━━━━━ Data supplied ━━━━━

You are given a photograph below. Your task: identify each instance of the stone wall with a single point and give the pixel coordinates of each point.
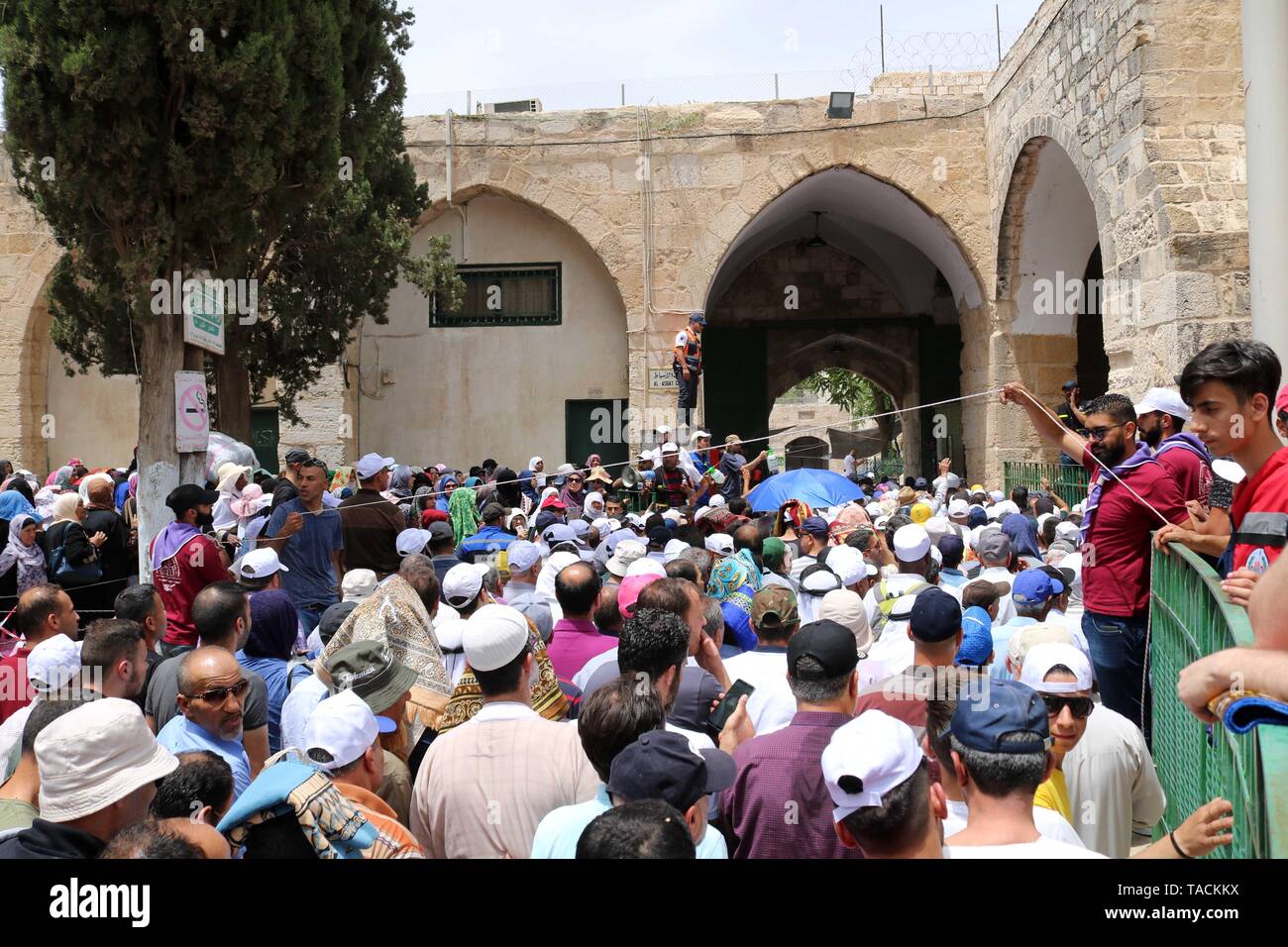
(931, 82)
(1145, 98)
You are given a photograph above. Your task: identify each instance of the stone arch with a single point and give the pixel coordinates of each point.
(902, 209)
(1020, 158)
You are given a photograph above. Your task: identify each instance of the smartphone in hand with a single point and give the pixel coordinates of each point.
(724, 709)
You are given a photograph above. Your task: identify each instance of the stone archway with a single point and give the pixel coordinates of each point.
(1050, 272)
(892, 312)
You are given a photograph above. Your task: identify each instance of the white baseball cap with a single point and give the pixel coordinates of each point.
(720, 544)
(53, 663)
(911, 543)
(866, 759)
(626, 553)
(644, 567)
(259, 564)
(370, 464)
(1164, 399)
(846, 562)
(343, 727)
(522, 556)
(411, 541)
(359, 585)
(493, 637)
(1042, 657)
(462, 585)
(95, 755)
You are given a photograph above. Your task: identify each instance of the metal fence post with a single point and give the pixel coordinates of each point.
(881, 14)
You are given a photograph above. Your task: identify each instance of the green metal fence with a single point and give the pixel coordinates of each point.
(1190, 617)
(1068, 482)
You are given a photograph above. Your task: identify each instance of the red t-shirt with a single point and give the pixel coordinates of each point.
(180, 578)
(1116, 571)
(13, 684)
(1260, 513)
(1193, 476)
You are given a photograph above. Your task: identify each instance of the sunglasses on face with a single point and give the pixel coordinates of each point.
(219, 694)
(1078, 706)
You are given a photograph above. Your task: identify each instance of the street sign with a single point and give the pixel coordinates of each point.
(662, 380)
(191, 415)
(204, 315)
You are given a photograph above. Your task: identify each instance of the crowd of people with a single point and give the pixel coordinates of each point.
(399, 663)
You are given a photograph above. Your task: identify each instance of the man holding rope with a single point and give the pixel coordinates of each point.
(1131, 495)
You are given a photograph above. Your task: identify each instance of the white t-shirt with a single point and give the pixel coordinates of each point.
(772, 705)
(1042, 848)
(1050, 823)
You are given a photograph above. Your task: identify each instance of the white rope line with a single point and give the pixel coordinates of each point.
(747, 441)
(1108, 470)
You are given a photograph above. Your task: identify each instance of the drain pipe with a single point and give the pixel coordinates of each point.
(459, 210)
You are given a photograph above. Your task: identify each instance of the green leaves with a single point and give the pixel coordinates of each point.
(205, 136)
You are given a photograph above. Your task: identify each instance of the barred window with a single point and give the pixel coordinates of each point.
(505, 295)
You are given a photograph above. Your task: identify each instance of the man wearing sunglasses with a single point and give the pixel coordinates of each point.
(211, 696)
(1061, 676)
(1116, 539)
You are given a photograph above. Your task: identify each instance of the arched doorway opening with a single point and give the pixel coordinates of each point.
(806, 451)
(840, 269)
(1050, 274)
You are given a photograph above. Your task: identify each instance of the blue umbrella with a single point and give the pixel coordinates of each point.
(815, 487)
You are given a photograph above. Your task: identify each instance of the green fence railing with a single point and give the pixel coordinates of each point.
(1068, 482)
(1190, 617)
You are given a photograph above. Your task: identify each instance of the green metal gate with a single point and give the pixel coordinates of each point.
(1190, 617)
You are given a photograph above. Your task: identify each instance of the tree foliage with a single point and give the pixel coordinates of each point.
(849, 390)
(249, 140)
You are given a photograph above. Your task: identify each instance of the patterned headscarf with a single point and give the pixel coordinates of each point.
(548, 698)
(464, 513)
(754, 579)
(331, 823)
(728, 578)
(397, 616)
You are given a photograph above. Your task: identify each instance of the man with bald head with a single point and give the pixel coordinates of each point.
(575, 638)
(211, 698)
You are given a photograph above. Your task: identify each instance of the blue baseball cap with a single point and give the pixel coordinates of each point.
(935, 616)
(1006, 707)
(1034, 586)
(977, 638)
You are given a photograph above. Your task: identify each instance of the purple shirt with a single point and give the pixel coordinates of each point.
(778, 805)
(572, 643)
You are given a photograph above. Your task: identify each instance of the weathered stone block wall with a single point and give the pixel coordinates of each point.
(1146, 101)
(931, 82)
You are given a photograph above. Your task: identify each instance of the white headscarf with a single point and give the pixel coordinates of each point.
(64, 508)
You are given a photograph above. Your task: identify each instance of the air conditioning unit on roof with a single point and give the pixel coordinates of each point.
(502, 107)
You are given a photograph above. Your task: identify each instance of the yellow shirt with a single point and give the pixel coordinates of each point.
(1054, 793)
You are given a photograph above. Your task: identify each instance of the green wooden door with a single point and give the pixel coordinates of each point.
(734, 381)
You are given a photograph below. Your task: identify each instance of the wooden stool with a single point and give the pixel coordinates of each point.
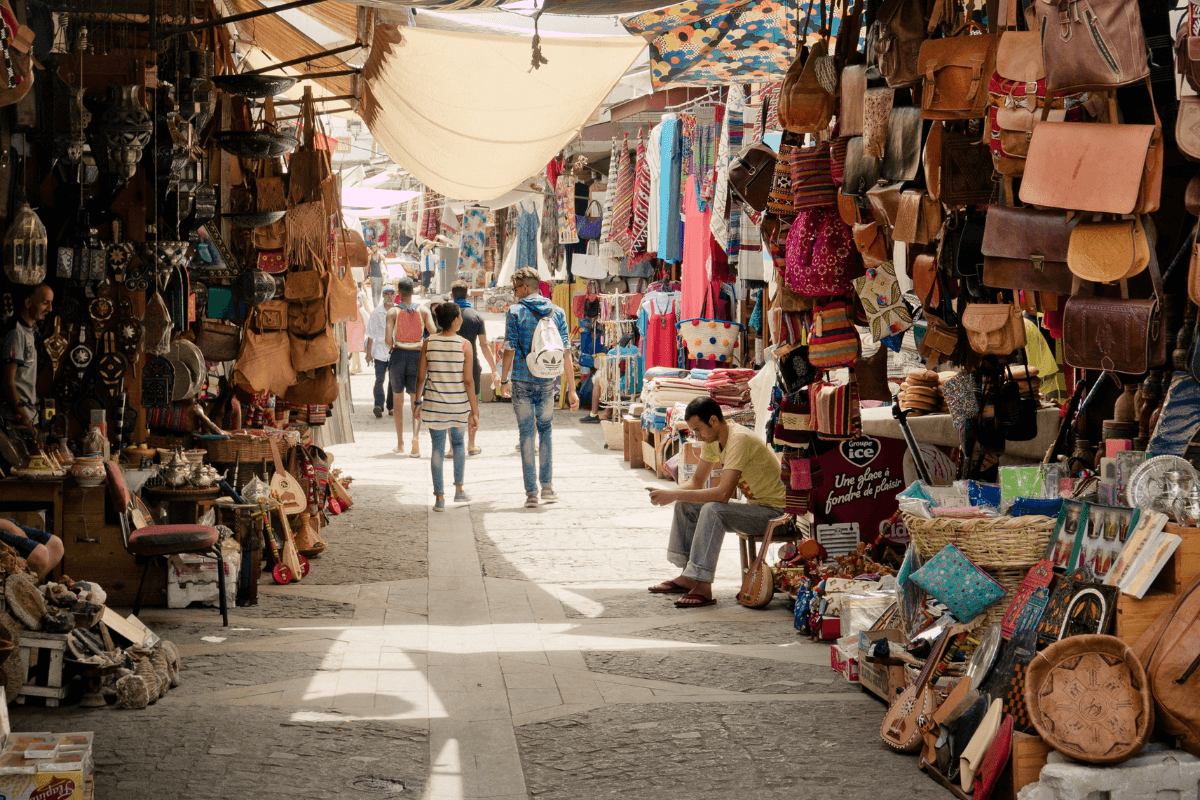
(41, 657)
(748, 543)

━━━━━
━━━━━ Data supplied ━━━━━

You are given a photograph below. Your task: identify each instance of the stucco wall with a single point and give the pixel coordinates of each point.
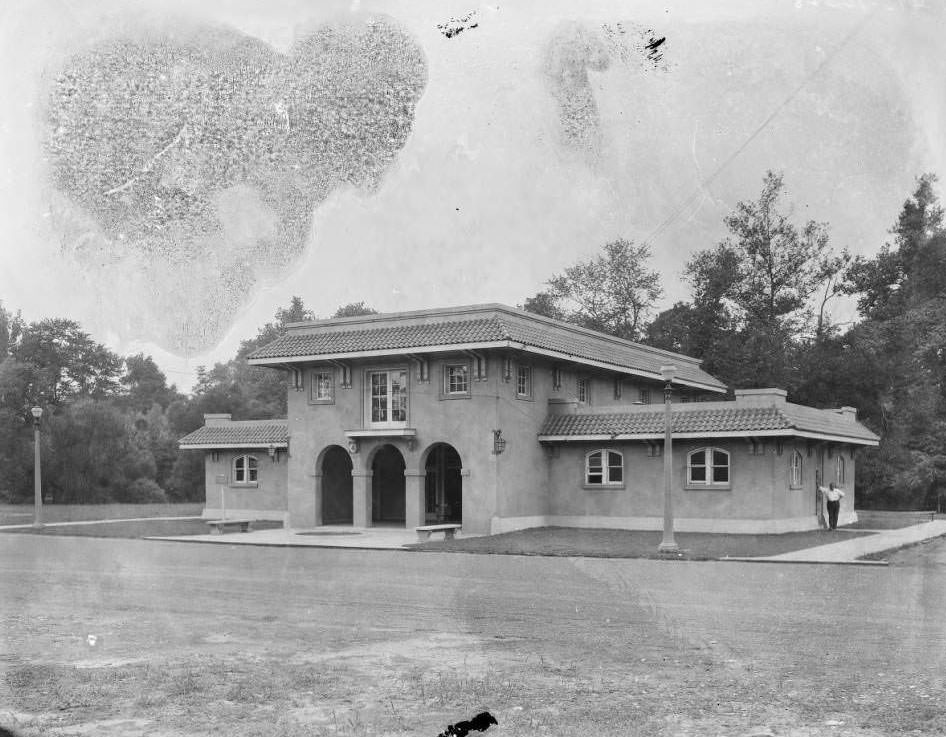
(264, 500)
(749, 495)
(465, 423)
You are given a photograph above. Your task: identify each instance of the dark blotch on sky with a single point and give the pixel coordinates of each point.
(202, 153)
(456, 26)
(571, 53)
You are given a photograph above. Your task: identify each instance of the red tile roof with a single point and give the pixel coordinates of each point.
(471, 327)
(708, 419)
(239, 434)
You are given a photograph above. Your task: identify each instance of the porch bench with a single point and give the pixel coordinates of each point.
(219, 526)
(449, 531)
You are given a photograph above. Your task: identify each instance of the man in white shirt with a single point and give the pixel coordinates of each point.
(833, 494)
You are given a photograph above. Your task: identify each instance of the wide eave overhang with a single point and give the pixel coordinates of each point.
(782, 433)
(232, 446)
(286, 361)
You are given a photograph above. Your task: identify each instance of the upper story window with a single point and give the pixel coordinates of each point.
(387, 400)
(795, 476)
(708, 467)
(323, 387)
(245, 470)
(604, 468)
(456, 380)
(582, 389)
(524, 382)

━━━━━

| Written problem |
Copy out the lines of the material from the one holding "the red t-shirt" through the one holding "(1078, 706)", inclusive, reproducing them word for word.

| Complete output |
You are given a photograph above. Your task: identify each instance of the red t-shirt with a single point and give the pixel coordinates of each point.
(180, 578)
(1116, 571)
(13, 684)
(1260, 513)
(1193, 476)
You are given a photograph above. Your task: identify each instance of the sunglasses on face with a single point and give the pixel coordinates of each point.
(219, 694)
(1078, 706)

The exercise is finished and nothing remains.